_QUÉ HACER_.
(a) Responde estas preguntas sobre el texto sobre el PP y Vox:
(i) ¿En qué cadena dio el nuevo presidente del PP una larga entrevista?
(ii) ¿Qué leyes dice el texto que hay que cambiar por orden de Vox?
(iii) ¿Contra quién se enfrenta Emmanuel Macron en la segunda vuelta en Francia?
(b) Sigue con el texto sobre el PP y Vox a partir de su última frase.

_TEXTO MOSTRADO_.
Ah, pero Núñez también se trajo para iniciar su andadura otra grande e inamovible seguridad, esta bien práctica: me voy con Vox, sois mi aliado, ahí tenéis el cogobierno de Castilla y León, que así damos estabilidad a la política. ¿Qué tenemos que pasar por el bochorno de agachar la cerviz y cambiar las Leyes de Memoria Histórica y de Violencia machista, como nos ordena el revisionismo franquista de Vox? No hay problema, que la dignidad es una cosa boba que no nos atañe. “Quiero unir a todo el centro derecha”, nos dijo el nuevo presidente del PP en una larga entrevista en TVE. ¿Incluye ahí a los ultras irredentos de Abascal? ¿En el centro o en la derecha? Da igual, que lo importante es que sellemos la paz entre nosotros, carne de nuestra carne, sangre de nuestra sangre, que ahora viene Andalucía, más de lo mismo… y luego lo que haga falta. Unidos en paz. De vegades la pau no és més que por, a veces la paz no es más que miedo, escribió Salvador Espriú.
¿Oposición moderada? ¿Acuerdos puntuales sobre jueces o asuntos similares? Es posible. Pero que nada nos turbe la vista y el entendimiento, por favor. En Francia, ahí al lado, la libertad y la democracia, que hoy le ha tocado representar a Emmanuel Macron, se enfrenta a golpe de machete con el fascismo de Marine Le Pen en una segunda vuelta dramática. Aquí, en nuestras tierras, el supuesto equivalente ideológico de Macron se ha echado gozoso en brazos de los compadres de Le Pen. Y eso, grite, susurre o calle Feijóo, es un hecho inamovible. Esa, y no otra, es la derecha española.

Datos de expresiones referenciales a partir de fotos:

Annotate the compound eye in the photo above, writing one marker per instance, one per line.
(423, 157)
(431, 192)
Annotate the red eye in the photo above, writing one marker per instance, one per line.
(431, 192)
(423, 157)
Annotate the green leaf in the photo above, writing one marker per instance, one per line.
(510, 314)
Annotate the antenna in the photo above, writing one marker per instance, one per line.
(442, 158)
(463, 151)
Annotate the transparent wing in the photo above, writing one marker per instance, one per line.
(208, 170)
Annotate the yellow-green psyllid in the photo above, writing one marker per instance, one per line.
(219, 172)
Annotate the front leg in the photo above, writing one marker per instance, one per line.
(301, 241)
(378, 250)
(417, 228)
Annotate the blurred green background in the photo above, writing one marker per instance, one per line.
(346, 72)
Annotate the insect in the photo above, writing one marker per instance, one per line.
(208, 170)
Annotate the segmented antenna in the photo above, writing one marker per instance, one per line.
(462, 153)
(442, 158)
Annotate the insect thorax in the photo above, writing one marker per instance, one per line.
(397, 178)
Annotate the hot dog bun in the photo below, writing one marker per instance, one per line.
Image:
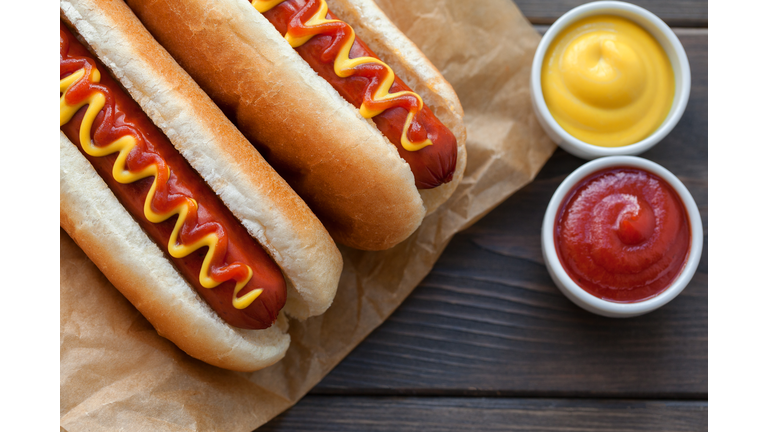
(267, 207)
(339, 162)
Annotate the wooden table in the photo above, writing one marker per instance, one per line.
(487, 342)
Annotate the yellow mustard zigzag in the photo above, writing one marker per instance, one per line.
(124, 145)
(345, 67)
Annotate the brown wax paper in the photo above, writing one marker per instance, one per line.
(117, 374)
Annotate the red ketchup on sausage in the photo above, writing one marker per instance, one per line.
(623, 235)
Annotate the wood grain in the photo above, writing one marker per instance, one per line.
(488, 320)
(402, 414)
(678, 13)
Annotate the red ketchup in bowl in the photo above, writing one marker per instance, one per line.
(623, 235)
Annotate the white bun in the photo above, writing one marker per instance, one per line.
(340, 163)
(265, 204)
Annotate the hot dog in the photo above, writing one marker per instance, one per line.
(370, 156)
(131, 182)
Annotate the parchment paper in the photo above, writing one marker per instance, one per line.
(118, 374)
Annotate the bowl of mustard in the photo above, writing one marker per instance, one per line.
(609, 78)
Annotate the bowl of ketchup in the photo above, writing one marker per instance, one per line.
(622, 236)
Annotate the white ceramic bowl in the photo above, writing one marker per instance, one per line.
(666, 38)
(586, 300)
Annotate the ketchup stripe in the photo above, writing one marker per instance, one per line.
(311, 20)
(135, 161)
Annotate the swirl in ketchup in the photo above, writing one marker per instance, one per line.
(623, 235)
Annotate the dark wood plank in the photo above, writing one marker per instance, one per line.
(488, 320)
(676, 13)
(417, 414)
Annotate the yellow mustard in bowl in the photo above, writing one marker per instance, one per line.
(607, 81)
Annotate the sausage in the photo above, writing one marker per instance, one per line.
(235, 251)
(431, 165)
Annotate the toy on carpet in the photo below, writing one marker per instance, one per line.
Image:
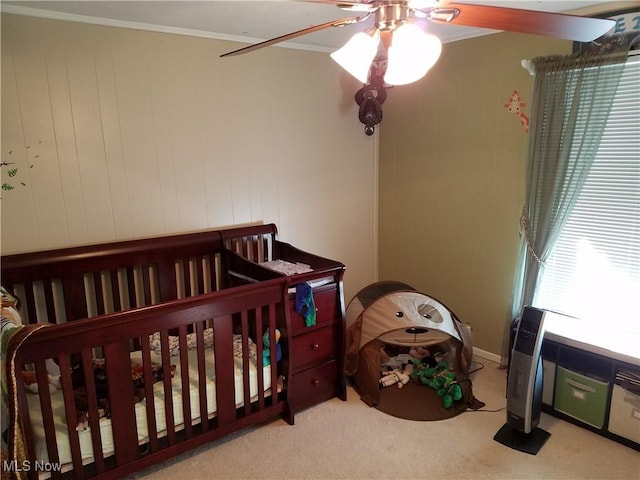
(266, 353)
(441, 379)
(397, 376)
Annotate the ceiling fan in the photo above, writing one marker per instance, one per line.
(397, 51)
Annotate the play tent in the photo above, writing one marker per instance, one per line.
(391, 317)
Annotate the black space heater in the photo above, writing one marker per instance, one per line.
(524, 387)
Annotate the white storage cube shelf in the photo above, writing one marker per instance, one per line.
(624, 415)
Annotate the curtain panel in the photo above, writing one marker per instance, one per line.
(571, 100)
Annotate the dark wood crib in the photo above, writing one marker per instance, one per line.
(202, 309)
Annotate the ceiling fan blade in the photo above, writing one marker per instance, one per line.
(569, 27)
(299, 33)
(350, 5)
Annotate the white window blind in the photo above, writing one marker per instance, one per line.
(594, 271)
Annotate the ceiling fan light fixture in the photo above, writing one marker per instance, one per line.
(357, 54)
(411, 54)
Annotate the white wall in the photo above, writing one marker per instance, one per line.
(122, 134)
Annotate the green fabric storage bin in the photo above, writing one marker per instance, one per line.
(581, 397)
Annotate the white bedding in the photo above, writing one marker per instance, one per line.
(62, 438)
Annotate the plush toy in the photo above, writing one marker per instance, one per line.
(396, 376)
(102, 388)
(419, 352)
(30, 381)
(441, 379)
(266, 353)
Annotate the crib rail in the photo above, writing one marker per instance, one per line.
(74, 283)
(238, 317)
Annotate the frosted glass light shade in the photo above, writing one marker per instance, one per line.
(411, 54)
(357, 54)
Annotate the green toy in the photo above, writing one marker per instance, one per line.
(441, 379)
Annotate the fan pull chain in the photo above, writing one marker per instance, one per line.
(524, 230)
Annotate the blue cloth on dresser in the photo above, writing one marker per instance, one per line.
(305, 305)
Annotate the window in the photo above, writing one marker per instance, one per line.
(594, 271)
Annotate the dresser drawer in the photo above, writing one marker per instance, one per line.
(316, 346)
(315, 384)
(326, 301)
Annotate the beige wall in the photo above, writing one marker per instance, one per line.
(135, 134)
(452, 162)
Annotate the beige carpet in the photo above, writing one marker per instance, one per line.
(348, 440)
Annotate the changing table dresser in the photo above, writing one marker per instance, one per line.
(316, 350)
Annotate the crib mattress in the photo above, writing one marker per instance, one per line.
(62, 434)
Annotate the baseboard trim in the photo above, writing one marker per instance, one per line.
(486, 355)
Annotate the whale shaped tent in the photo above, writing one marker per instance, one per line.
(393, 316)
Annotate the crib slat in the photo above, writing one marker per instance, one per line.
(168, 392)
(115, 291)
(146, 285)
(186, 278)
(74, 298)
(123, 418)
(99, 289)
(167, 280)
(274, 371)
(48, 299)
(93, 415)
(225, 386)
(30, 301)
(184, 369)
(259, 363)
(202, 375)
(70, 411)
(246, 379)
(149, 396)
(46, 408)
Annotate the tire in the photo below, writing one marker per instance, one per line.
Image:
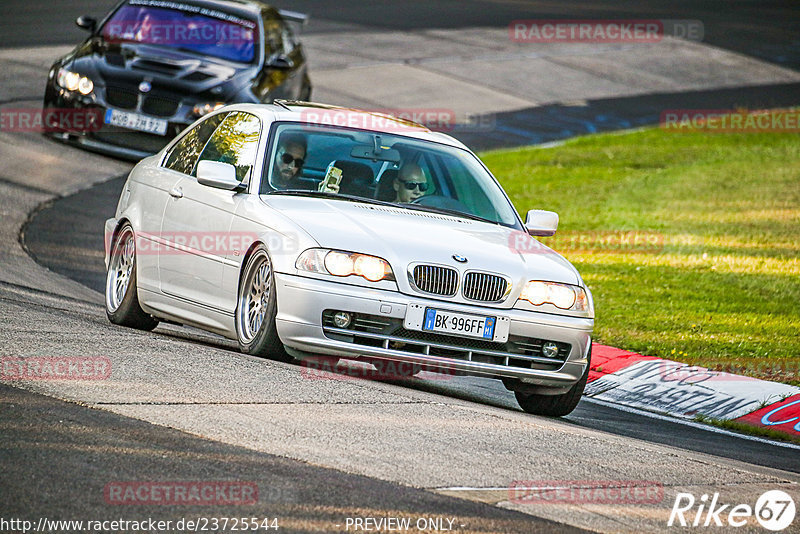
(122, 301)
(554, 405)
(256, 308)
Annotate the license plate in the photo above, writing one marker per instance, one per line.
(135, 121)
(462, 324)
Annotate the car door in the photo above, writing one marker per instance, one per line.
(275, 82)
(198, 218)
(179, 162)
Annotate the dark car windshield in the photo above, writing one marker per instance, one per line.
(184, 26)
(385, 168)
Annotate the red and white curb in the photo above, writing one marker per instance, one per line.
(686, 391)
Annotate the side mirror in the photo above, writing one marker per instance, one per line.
(86, 22)
(280, 61)
(541, 223)
(218, 175)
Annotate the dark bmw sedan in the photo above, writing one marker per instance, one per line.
(152, 67)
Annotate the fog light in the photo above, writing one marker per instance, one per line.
(550, 350)
(342, 319)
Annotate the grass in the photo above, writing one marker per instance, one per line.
(720, 286)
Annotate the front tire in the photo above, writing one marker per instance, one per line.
(555, 405)
(257, 307)
(122, 301)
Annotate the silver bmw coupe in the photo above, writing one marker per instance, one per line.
(306, 231)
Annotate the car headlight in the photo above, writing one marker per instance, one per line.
(563, 296)
(72, 81)
(338, 263)
(206, 108)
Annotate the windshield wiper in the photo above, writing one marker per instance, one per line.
(446, 211)
(331, 196)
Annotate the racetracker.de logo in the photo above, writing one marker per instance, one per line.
(194, 493)
(179, 32)
(199, 243)
(55, 368)
(595, 241)
(50, 120)
(603, 31)
(383, 370)
(730, 121)
(586, 492)
(391, 120)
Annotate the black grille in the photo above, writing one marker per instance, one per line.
(156, 66)
(197, 76)
(136, 140)
(436, 280)
(484, 287)
(160, 107)
(121, 98)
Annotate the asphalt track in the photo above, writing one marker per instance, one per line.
(71, 451)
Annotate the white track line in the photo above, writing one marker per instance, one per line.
(694, 424)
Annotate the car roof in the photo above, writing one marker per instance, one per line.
(328, 115)
(234, 7)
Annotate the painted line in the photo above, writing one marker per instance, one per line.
(693, 424)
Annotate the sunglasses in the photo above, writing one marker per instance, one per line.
(413, 185)
(288, 158)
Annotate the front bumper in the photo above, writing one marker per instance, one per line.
(113, 140)
(303, 301)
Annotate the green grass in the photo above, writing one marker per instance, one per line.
(722, 287)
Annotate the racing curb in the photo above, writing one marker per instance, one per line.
(688, 391)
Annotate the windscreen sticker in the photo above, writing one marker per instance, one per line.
(188, 8)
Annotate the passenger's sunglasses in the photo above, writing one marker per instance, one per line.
(288, 159)
(413, 185)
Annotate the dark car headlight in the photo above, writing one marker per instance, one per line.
(72, 81)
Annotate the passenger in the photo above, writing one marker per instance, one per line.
(410, 183)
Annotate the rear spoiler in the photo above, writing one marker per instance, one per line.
(293, 16)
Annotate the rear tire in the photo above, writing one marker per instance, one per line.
(554, 405)
(122, 301)
(257, 307)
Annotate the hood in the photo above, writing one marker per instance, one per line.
(128, 64)
(403, 236)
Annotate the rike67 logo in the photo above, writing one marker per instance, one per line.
(774, 510)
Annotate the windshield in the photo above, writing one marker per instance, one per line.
(182, 26)
(370, 166)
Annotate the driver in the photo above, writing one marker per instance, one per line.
(410, 183)
(289, 159)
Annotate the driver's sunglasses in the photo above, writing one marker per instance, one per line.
(423, 186)
(288, 158)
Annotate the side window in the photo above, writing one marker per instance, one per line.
(289, 42)
(273, 36)
(236, 142)
(183, 155)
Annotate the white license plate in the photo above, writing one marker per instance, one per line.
(447, 322)
(135, 121)
(427, 319)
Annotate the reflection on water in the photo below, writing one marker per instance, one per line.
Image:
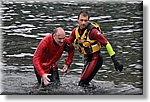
(25, 24)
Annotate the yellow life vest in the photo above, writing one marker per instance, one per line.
(85, 44)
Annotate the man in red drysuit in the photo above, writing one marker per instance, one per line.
(48, 53)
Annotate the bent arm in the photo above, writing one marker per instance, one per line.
(37, 58)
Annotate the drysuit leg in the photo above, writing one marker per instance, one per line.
(92, 66)
(53, 78)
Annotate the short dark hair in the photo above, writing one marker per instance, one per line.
(84, 13)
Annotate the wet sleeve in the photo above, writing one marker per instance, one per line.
(102, 40)
(37, 55)
(70, 50)
(72, 36)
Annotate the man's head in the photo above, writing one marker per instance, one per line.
(83, 19)
(59, 35)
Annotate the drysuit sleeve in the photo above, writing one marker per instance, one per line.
(37, 57)
(70, 49)
(97, 35)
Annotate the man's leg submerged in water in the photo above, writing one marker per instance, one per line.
(91, 68)
(53, 78)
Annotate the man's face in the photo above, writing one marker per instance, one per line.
(59, 38)
(83, 21)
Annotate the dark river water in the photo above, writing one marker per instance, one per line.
(24, 24)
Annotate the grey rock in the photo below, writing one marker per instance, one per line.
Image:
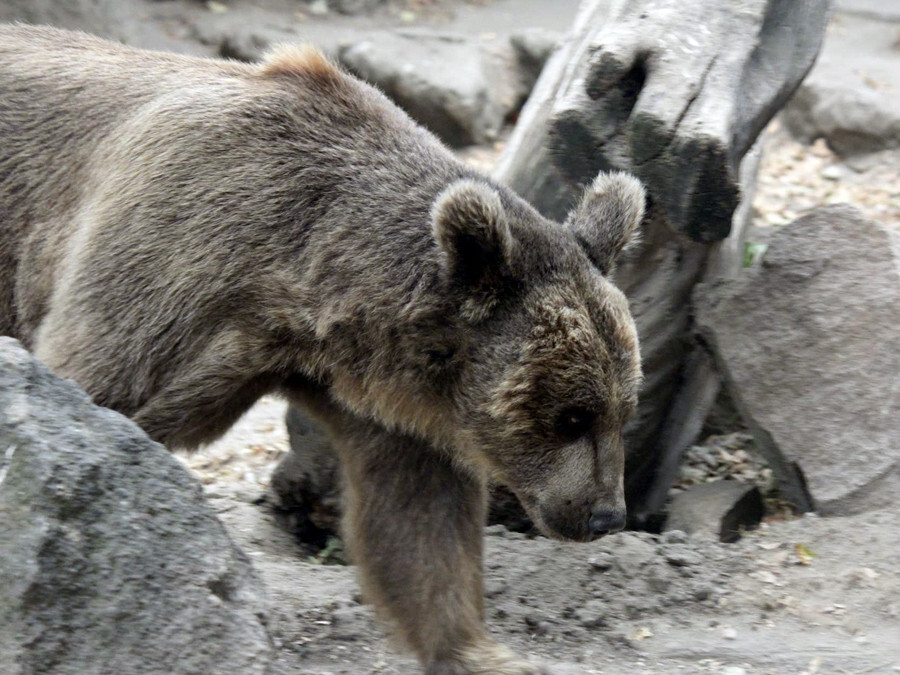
(533, 48)
(681, 555)
(808, 343)
(112, 561)
(852, 97)
(720, 509)
(874, 9)
(123, 20)
(631, 554)
(459, 88)
(593, 614)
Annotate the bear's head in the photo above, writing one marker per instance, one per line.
(539, 353)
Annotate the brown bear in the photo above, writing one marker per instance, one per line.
(182, 235)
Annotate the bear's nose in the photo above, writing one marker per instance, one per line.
(605, 521)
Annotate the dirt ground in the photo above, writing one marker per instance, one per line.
(797, 597)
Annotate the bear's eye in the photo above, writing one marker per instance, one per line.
(573, 423)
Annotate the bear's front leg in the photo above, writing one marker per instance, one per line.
(414, 525)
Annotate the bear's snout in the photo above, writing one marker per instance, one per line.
(580, 522)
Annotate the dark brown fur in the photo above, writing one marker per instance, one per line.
(182, 236)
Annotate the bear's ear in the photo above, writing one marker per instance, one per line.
(471, 228)
(607, 220)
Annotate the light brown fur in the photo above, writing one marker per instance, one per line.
(181, 236)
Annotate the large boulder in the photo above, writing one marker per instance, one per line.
(460, 88)
(808, 343)
(112, 561)
(852, 96)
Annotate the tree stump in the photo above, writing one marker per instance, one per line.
(676, 93)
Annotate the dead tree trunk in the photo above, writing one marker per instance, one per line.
(676, 93)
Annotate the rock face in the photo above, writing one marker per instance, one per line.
(112, 561)
(636, 86)
(852, 96)
(809, 346)
(720, 509)
(460, 89)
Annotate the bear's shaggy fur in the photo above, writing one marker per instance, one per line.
(182, 236)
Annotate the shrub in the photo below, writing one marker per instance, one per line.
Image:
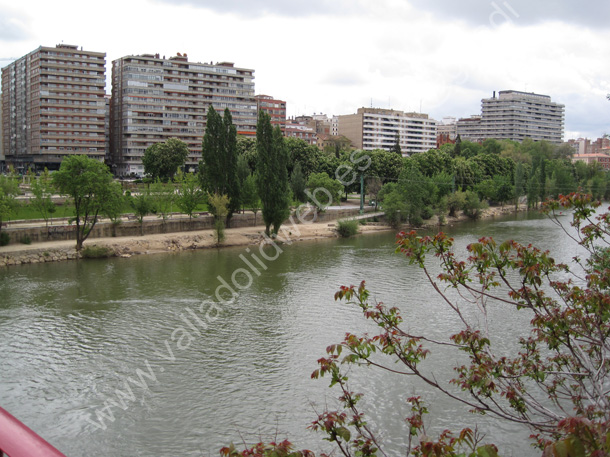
(473, 207)
(96, 252)
(347, 228)
(427, 212)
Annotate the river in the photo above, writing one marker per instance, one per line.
(113, 358)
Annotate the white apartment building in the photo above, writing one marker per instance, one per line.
(374, 128)
(154, 99)
(515, 115)
(53, 105)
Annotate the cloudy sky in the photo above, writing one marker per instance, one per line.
(439, 57)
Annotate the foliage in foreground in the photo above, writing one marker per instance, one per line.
(96, 252)
(557, 384)
(87, 182)
(347, 228)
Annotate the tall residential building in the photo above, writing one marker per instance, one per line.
(53, 106)
(154, 99)
(515, 115)
(469, 128)
(301, 131)
(276, 109)
(373, 128)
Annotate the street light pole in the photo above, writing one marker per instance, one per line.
(362, 194)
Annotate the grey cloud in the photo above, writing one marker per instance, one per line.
(257, 8)
(591, 13)
(11, 27)
(343, 79)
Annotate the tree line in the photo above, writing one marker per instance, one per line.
(271, 173)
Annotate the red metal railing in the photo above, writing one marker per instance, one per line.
(18, 440)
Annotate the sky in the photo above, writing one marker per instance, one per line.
(439, 57)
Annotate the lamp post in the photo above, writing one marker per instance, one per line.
(362, 194)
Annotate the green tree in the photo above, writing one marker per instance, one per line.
(220, 204)
(373, 186)
(162, 160)
(272, 174)
(555, 383)
(163, 197)
(394, 205)
(42, 189)
(396, 146)
(218, 167)
(306, 155)
(519, 183)
(87, 182)
(473, 206)
(323, 191)
(142, 204)
(412, 185)
(114, 205)
(9, 189)
(250, 198)
(243, 172)
(298, 183)
(188, 194)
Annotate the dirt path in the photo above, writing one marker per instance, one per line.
(16, 254)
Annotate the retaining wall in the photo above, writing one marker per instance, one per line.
(61, 230)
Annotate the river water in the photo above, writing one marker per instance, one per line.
(128, 357)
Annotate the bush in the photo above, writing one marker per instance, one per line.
(96, 252)
(473, 207)
(427, 212)
(347, 228)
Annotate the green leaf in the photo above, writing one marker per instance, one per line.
(487, 451)
(344, 433)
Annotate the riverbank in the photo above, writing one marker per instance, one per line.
(127, 246)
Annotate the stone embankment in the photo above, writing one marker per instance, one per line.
(126, 246)
(154, 242)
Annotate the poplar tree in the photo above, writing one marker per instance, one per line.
(272, 175)
(218, 167)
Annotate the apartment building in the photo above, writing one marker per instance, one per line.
(52, 106)
(373, 128)
(154, 98)
(515, 115)
(275, 108)
(469, 128)
(301, 131)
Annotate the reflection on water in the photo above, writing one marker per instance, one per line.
(78, 336)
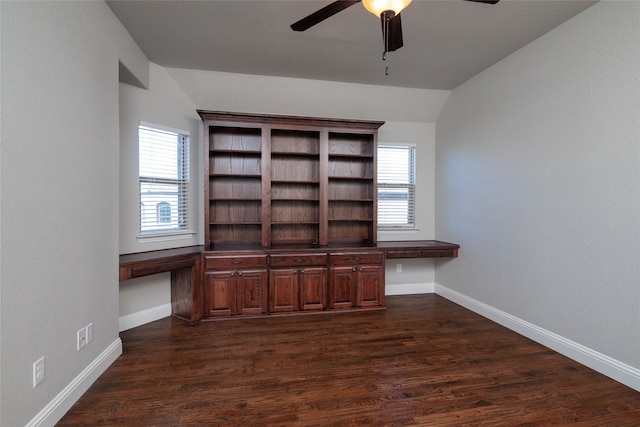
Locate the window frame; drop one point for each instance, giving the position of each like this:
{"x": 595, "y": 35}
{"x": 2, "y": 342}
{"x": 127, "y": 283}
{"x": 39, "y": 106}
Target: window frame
{"x": 410, "y": 225}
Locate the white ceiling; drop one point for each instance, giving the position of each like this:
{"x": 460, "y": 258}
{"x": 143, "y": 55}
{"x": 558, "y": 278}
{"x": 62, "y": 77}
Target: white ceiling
{"x": 445, "y": 42}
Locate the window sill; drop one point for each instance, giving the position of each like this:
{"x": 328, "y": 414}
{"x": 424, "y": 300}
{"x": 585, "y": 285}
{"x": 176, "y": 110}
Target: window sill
{"x": 164, "y": 237}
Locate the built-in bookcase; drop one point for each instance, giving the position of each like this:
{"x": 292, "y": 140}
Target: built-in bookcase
{"x": 274, "y": 181}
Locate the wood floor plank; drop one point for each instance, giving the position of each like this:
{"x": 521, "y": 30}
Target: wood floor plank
{"x": 423, "y": 362}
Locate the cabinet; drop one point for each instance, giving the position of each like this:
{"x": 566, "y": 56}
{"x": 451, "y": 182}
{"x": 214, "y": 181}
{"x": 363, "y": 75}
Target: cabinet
{"x": 356, "y": 280}
{"x": 235, "y": 285}
{"x": 298, "y": 282}
{"x": 277, "y": 181}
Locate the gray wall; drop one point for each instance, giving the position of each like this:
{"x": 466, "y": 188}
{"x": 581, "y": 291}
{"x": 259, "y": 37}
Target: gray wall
{"x": 410, "y": 117}
{"x": 538, "y": 178}
{"x": 59, "y": 212}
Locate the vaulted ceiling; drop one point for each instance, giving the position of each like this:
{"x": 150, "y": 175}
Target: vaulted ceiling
{"x": 445, "y": 42}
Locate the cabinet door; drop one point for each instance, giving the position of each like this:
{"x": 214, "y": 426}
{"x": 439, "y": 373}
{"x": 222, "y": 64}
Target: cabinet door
{"x": 369, "y": 288}
{"x": 220, "y": 294}
{"x": 251, "y": 292}
{"x": 283, "y": 290}
{"x": 342, "y": 287}
{"x": 313, "y": 282}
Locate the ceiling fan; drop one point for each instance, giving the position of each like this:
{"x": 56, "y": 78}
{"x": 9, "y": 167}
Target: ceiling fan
{"x": 387, "y": 10}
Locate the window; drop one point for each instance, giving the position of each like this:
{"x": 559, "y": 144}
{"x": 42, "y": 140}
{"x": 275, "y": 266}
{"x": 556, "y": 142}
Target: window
{"x": 164, "y": 180}
{"x": 164, "y": 212}
{"x": 396, "y": 186}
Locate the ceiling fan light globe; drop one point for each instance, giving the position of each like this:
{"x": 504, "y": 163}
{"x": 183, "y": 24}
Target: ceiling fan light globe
{"x": 377, "y": 7}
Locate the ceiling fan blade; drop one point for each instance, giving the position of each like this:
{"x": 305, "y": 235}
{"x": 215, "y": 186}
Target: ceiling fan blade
{"x": 485, "y": 1}
{"x": 322, "y": 14}
{"x": 394, "y": 35}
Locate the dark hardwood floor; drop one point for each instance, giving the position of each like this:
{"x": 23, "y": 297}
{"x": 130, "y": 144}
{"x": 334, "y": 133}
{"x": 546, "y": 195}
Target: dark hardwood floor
{"x": 424, "y": 361}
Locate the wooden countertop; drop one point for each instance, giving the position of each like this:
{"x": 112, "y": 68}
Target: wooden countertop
{"x": 153, "y": 262}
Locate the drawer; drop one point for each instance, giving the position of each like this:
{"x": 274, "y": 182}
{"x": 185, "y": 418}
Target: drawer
{"x": 357, "y": 258}
{"x": 235, "y": 262}
{"x": 292, "y": 260}
{"x": 404, "y": 254}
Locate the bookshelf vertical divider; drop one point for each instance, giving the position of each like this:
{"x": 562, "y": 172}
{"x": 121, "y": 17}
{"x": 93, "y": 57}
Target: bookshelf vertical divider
{"x": 266, "y": 186}
{"x": 324, "y": 190}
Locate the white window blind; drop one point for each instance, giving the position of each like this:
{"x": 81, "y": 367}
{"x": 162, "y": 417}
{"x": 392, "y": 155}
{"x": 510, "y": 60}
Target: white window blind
{"x": 164, "y": 180}
{"x": 396, "y": 186}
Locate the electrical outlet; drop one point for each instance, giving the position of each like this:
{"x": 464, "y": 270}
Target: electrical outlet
{"x": 89, "y": 332}
{"x": 38, "y": 371}
{"x": 82, "y": 338}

_RESPUESTAS POR TAREA_.
(a)
(i) En TVE.
(ii) Las Leyes de Memoria Histórica y de Violencia machista.
(iii) Contra Marine Le Pen.

(b)
Mientras, nos hacen sufrir hasta el límite de lo soportable las imágenes patéticas de Bucha o Kramatorsk. ¿Qué se puede hacer desde España, desde Europa, para intentar frenar tanta crueldad, tanto daño? Al Ojo se le ocurre, por ejemplo, servir de modestísimo altavoz a un brillante artículo de Paul Krugman donde el Premio Nobel, podrán insultarle por otras cosas, pero no por ignorante, nos abre la mirada ante la miserable posición que mantiene la Alemania socialdemócrata frente a Putin, incapaz de hacer efectiva esa suspensión de compras de energía a Rusia, una medida que todo el mundo entiende que sería fundamental para poner fin a las matanzas de tantos inocentes, hombres, mujeres y niños. El coste para Alemania sería mucho menor que el que tuvimos que pagar durante años españoles o griegos -con un terrible sufrimiento para la ciudadanía- para salir vivos del salvaje austericidio que nos impuso la canciller Merkel como estricta gobernanta de los países del rico norte. Penalidades, para los demás, parecen decir los alemanes. A nosotros no nos toca nadie. Una vergüenza.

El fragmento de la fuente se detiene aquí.